RECORDED DATA -

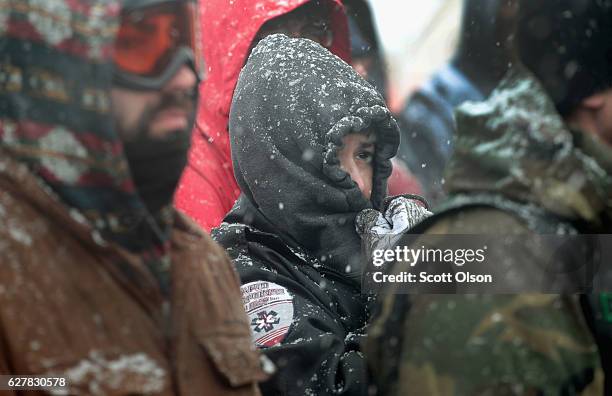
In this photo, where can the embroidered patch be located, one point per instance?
(270, 310)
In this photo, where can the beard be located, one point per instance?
(156, 164)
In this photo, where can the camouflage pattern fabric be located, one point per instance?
(517, 147)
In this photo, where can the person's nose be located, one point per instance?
(353, 170)
(183, 80)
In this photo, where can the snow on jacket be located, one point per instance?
(73, 306)
(292, 232)
(74, 301)
(208, 189)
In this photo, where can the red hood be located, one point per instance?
(228, 28)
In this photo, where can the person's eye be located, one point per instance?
(366, 156)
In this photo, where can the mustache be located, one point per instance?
(184, 100)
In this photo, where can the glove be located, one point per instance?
(402, 214)
(382, 231)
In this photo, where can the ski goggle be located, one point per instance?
(153, 42)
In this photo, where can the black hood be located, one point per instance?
(293, 104)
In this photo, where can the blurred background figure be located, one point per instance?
(479, 62)
(208, 190)
(367, 57)
(534, 158)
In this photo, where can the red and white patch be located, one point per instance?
(270, 310)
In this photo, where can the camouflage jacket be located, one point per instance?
(514, 147)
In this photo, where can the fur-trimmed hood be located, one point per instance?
(293, 104)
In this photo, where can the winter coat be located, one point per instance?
(73, 306)
(74, 301)
(516, 169)
(428, 127)
(208, 189)
(292, 232)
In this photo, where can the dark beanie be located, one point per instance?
(567, 44)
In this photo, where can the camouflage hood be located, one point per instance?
(517, 145)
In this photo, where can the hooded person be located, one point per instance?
(208, 190)
(102, 283)
(292, 232)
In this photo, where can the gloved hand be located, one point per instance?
(382, 231)
(401, 214)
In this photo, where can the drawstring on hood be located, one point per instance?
(293, 104)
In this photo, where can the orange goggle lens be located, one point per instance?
(147, 40)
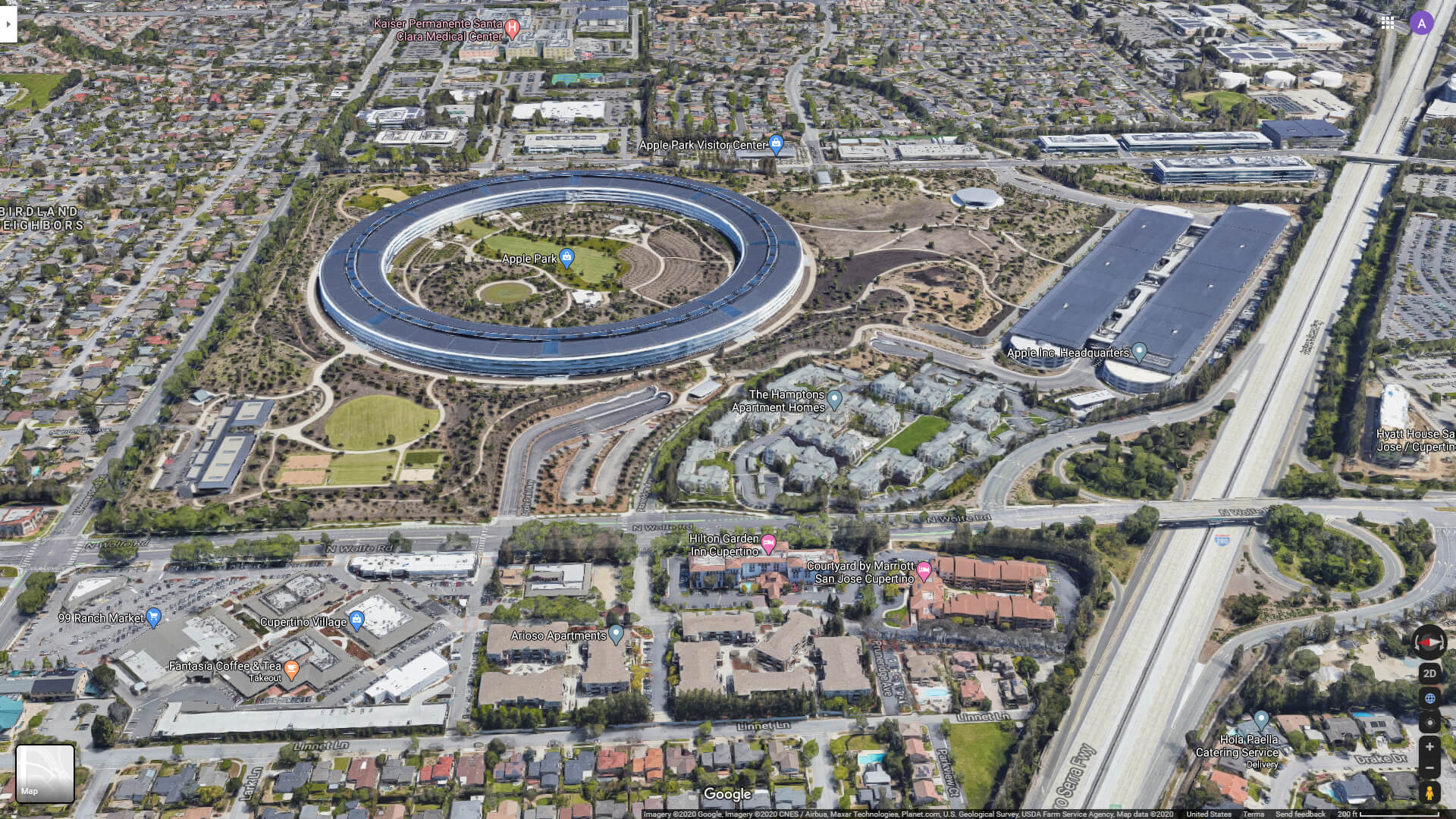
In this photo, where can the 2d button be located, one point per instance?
(1429, 642)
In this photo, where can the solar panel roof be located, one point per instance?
(1175, 321)
(1088, 293)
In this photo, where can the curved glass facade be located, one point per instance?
(354, 286)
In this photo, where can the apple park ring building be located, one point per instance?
(354, 286)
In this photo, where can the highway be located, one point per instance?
(1134, 689)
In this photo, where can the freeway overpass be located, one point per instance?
(1134, 684)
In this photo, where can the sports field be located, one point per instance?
(924, 428)
(369, 422)
(592, 267)
(506, 293)
(367, 468)
(36, 89)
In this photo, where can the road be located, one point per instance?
(1138, 694)
(523, 463)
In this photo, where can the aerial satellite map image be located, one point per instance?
(717, 409)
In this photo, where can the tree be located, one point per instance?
(1027, 668)
(104, 732)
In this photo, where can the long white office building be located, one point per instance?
(1206, 140)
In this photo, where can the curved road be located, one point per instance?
(529, 450)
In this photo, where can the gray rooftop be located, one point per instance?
(1184, 309)
(1088, 293)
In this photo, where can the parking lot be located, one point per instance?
(1423, 290)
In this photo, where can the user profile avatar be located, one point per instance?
(46, 774)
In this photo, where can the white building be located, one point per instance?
(1395, 407)
(561, 111)
(400, 684)
(1312, 39)
(564, 143)
(400, 566)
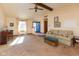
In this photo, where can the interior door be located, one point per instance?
(36, 26)
(45, 26)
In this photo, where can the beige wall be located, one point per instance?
(2, 17)
(68, 13)
(15, 21)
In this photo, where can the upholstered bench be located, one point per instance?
(63, 36)
(52, 41)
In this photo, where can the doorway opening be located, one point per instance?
(36, 26)
(22, 27)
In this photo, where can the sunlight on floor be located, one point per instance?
(18, 40)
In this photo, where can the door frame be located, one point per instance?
(37, 22)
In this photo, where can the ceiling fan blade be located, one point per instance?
(35, 10)
(40, 9)
(31, 8)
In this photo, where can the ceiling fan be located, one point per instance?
(36, 8)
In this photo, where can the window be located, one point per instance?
(22, 27)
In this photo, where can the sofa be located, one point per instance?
(63, 36)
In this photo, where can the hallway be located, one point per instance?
(34, 46)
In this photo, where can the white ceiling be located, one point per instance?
(21, 10)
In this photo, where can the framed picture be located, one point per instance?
(56, 19)
(11, 24)
(57, 24)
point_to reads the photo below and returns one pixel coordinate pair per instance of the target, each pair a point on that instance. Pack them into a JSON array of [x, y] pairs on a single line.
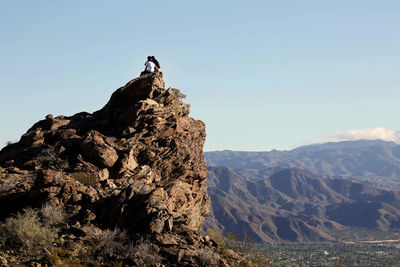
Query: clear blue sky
[[260, 74]]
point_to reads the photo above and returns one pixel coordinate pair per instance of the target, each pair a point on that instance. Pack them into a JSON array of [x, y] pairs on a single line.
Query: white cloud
[[366, 134]]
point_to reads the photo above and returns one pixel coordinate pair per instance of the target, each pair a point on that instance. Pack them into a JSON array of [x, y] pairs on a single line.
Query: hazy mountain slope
[[374, 162], [296, 205]]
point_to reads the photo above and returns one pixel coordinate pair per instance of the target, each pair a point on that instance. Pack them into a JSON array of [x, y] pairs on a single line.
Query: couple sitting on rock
[[151, 65]]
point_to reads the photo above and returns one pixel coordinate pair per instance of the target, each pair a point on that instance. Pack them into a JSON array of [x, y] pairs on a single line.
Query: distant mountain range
[[373, 162], [310, 193], [296, 205]]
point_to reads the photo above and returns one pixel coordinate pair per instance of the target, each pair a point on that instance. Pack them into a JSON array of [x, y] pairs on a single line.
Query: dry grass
[[27, 230], [207, 257], [52, 215], [146, 254], [86, 178]]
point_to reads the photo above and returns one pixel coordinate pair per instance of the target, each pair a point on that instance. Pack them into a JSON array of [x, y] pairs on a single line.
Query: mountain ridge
[[296, 205]]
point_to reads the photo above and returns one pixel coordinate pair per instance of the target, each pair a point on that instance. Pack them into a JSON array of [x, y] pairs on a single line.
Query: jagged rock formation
[[137, 164]]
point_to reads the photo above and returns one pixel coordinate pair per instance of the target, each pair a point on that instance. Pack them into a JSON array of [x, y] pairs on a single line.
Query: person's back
[[150, 66], [155, 61]]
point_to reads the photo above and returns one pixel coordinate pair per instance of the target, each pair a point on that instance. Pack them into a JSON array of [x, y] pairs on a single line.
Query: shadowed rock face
[[142, 154]]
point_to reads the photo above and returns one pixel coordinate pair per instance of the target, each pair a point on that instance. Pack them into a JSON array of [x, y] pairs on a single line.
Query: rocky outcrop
[[137, 164]]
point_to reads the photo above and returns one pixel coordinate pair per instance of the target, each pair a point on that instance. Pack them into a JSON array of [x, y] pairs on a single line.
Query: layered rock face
[[136, 164]]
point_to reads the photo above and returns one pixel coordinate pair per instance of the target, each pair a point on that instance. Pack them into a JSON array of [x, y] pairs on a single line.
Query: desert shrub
[[107, 243], [86, 178], [27, 230], [62, 257], [10, 143], [48, 157], [146, 254], [217, 236], [52, 214], [181, 96], [207, 257], [6, 186]]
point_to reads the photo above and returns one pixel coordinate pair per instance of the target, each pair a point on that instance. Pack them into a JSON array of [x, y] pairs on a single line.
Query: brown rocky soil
[[135, 167]]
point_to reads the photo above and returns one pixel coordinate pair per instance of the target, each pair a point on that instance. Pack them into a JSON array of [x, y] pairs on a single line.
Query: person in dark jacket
[[150, 66], [155, 61]]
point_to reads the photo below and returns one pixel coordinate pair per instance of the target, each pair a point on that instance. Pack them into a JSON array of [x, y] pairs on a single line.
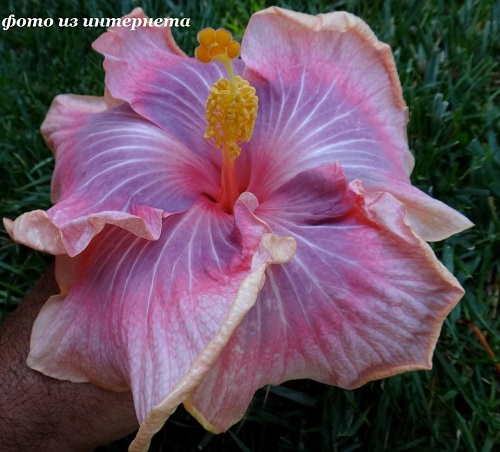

TO DO - Convert every line of the records above into a JSON list of strings, one string per line, leaving out blank lines and the picture lines.

FULL ANSWER -
[
  "In this photo, where can the embroidered patch be located, one point per instance?",
  "(270, 310)",
  "In this photo, where can the beard be located, one point per instance?",
  "(156, 164)",
  "In this photo, where can the camouflage pattern fabric be located, one point per instance?",
  "(517, 147)",
  "In this photo, where can the person's nose be located, one point per instance?",
  "(353, 170)",
  "(183, 80)",
  "In this photo, where can the snow on jacket be located, one point per instance?",
  "(73, 306)",
  "(292, 232)",
  "(74, 301)",
  "(208, 189)",
  "In this photo, where can the red hood be located, one point per instance?",
  "(228, 28)",
  "In this photo, where can the person's eye be located, one point per instance?",
  "(366, 156)",
  "In this photo, where can the mustache be located, one point per instance?",
  "(184, 100)",
  "In this photo, where can the glove be located, one point per instance?",
  "(402, 214)",
  "(382, 231)",
  "In this photo, where can the ski goggle be located, one point per instance?",
  "(153, 42)",
  "In this photo, where can the black hood be located, one point per instance?",
  "(293, 104)",
  "In this photo, where can the blurred background figure be located, one point per instance?",
  "(479, 62)",
  "(208, 190)",
  "(367, 57)",
  "(534, 158)",
  "In this photo, where can the red and white patch be located, one point per instance?",
  "(270, 310)",
  "In this photo, where can the camouflage jacket be located, one point per instance?",
  "(514, 147)",
  "In this photo, where can the fur-trimmed hood be located, one point per instance?",
  "(293, 104)",
  "In this photo, where can the winter coat be located, one point per instance?",
  "(73, 306)",
  "(74, 301)",
  "(516, 169)",
  "(428, 127)",
  "(208, 189)",
  "(292, 232)",
  "In this photo, where can the dark beanie be located, one point per instance?",
  "(567, 44)",
  "In this photo, where can the camouflage hood be located, one point per instance?",
  "(517, 145)",
  "In this photo, where can the hooded person be located, one point per instance?",
  "(208, 190)",
  "(102, 283)",
  "(292, 232)",
  "In this photo, where can the gloved hand be located, one point per instance?",
  "(382, 231)",
  "(401, 214)",
  "In this photo, where can the drawstring on hood be located, one point per instance?",
  "(293, 104)",
  "In this photo, where can the orange goggle lens be located, one point per instance?",
  "(147, 40)",
  "In this photo, where can the 2d button be located, one point per instance?",
  "(1429, 642)",
  "In this photo, where can the solar panel roof be located, one point per instance?",
  "(1175, 321)",
  "(1088, 293)",
  "In this photo, where can the curved glass facade be located, one point per instance?",
  "(354, 286)",
  "In this photo, where can the apple park ring building be located, one point per instance?",
  "(354, 286)",
  "In this photo, where can the highway be located, one point per instance?",
  "(1134, 689)",
  "In this photo, where can the freeway overpass be located, one point per instance?",
  "(1134, 684)",
  "In this photo, where can the sports field be located, one point per instance?",
  "(924, 428)",
  "(369, 422)",
  "(592, 267)",
  "(506, 293)",
  "(367, 468)",
  "(36, 89)",
  "In this photo, where can the road be located, one point per instance?",
  "(1138, 694)",
  "(523, 463)",
  "In this photo, where can the aerial satellite map image be located, one point per instance?",
  "(717, 409)",
  "In this photo, where can the tree be located, one point per instance?",
  "(1027, 668)",
  "(104, 732)",
  "In this photo, where can the long white office building be located, one point per instance?",
  "(1206, 140)",
  "In this photo, where can the curved road be located, one point per instance?",
  "(529, 450)",
  "In this photo, where can the gray rooftop be located, one point per instance?",
  "(1184, 309)",
  "(1088, 293)",
  "In this photo, where can the parking lot be located, one point per instance?",
  "(1423, 290)",
  "In this photo, where can the user profile avatar be located, one point per instance?",
  "(46, 774)",
  "In this photo, where can the white building be located, one point per instance?",
  "(1395, 407)",
  "(561, 111)",
  "(400, 684)",
  "(1312, 39)",
  "(564, 143)",
  "(400, 566)",
  "In this photo, where can the interior door be located, one point per instance?",
  "(36, 26)",
  "(45, 26)",
  "In this photo, where can the beige wall be located, one point per instance?",
  "(2, 17)",
  "(68, 13)",
  "(15, 21)",
  "In this photo, where can the upholstered bench be located, one point per instance?",
  "(63, 36)",
  "(52, 41)",
  "In this photo, where can the doorway opening be located, one point per instance?",
  "(36, 26)",
  "(22, 27)",
  "In this photo, where can the sunlight on floor be located, one point per instance?",
  "(18, 40)",
  "In this photo, where can the door frame be located, one point per instance?",
  "(37, 22)",
  "In this photo, where can the ceiling fan blade be located, one point per instance?",
  "(35, 10)",
  "(40, 9)",
  "(31, 8)",
  "In this photo, where can the ceiling fan be located, one point per instance?",
  "(36, 8)",
  "In this photo, where can the window be located, one point per instance?",
  "(22, 27)",
  "In this photo, where can the sofa be located, one point per instance?",
  "(63, 36)",
  "In this photo, where can the hallway be located, one point per instance?",
  "(34, 46)",
  "In this photo, where can the white ceiling be located, one point per instance?",
  "(21, 10)",
  "In this photo, where can the framed picture be located, one point per instance?",
  "(56, 19)",
  "(11, 24)",
  "(57, 24)",
  "point_to reads the photo below and returns one pixel coordinate pair per instance of the target, each pair a point on that instance. Pack them into a JSON array of [x, y] pairs on a single line.",
  "Query: clear blue sky",
  "[[260, 74]]",
  "point_to reads the photo above and returns one pixel coordinate pair per instance of the target, each pair a point on that instance. Pack them into a JSON array of [x, y] pairs on a single line.",
  "Query: white cloud",
  "[[366, 134]]",
  "point_to reads the photo above and returns one pixel coordinate pair per instance of the target, each pair a point on that instance. Pack them into a JSON array of [x, y] pairs on a single line.",
  "Query: hazy mountain slope",
  "[[374, 162], [296, 205]]",
  "point_to reads the photo above and returns one pixel coordinate pair per instance of the target, each pair a point on that instance. Pack them into a JSON array of [x, y] pairs on a single line.",
  "Query: couple sitting on rock",
  "[[151, 65]]",
  "point_to reads the photo above and returns one pixel coordinate pair per instance of the target, each pair a point on that instance. Pack them into a JSON array of [x, y] pairs on a single line.",
  "Query: distant mountain range",
  "[[373, 162], [310, 193], [296, 205]]",
  "point_to reads the photo above and returns one pixel coordinate pair per instance of the target, each pair a point on that instance. Pack them into a JSON array of [x, y] pairs on a single line.",
  "Query: dry grass",
  "[[27, 230], [207, 257], [52, 215], [146, 254], [86, 178]]",
  "point_to reads the photo above and returns one pixel coordinate pair per instance of the target, each pair a point on that instance. Pack them into a JSON array of [x, y] pairs on a single line.",
  "Query: mountain ridge",
  "[[296, 205]]",
  "point_to reads the photo above and returns one pixel coordinate pair per instance of the target, each pair a point on that instance. Pack them into a JSON array of [x, y] pairs on a single line.",
  "Query: jagged rock formation",
  "[[137, 164]]",
  "point_to reads the photo above and returns one pixel coordinate pair per instance of the target, each pair a point on that instance. Pack them into a JSON array of [x, y] pairs on a single line.",
  "Query: person's back",
  "[[150, 66], [155, 61]]",
  "point_to reads the photo above and returns one pixel coordinate pair per instance of the target, each pair a point on that instance. Pack them into a JSON array of [x, y] pairs on a single line.",
  "Query: shadowed rock face",
  "[[142, 154]]",
  "point_to reads the photo above and returns one pixel coordinate pair per instance of the target, each pair a point on that instance. Pack them into a JSON array of [x, y] pairs on a single line.",
  "Query: rocky outcrop",
  "[[137, 164]]",
  "point_to reads the photo above and returns one pixel coordinate pair per instance of the target, each pair a point on that instance. Pack them into a JSON array of [x, y] pairs on a single line.",
  "Query: layered rock face",
  "[[136, 164]]",
  "point_to reads the photo above and returns one pixel coordinate pair per instance of the target, each pair a point on that instance. Pack them into a JSON array of [x, y] pairs on a single line.",
  "Query: desert shrub",
  "[[107, 243], [86, 178], [27, 230], [62, 257], [10, 143], [48, 157], [146, 254], [217, 236], [52, 214], [181, 96], [207, 257], [6, 186]]",
  "point_to reads the photo above and returns one pixel coordinate pair per instance of the target, each pair a point on that instance. Pack them into a JSON array of [x, y] pairs on a single line.",
  "Query: brown rocky soil",
  "[[135, 167]]",
  "point_to reads the photo above and returns one pixel coordinate pair per instance of the target, each pair a point on that instance. Pack them into a JSON array of [x, y] pairs on a single line.",
  "Query: person in dark jacket",
  "[[150, 66], [155, 61]]",
  "point_to reads the photo below and returns one pixel coordinate pair per instance of the target, each pair a point on that instance. Pack them into a JSON array of [x, y] pairs on a single line."
]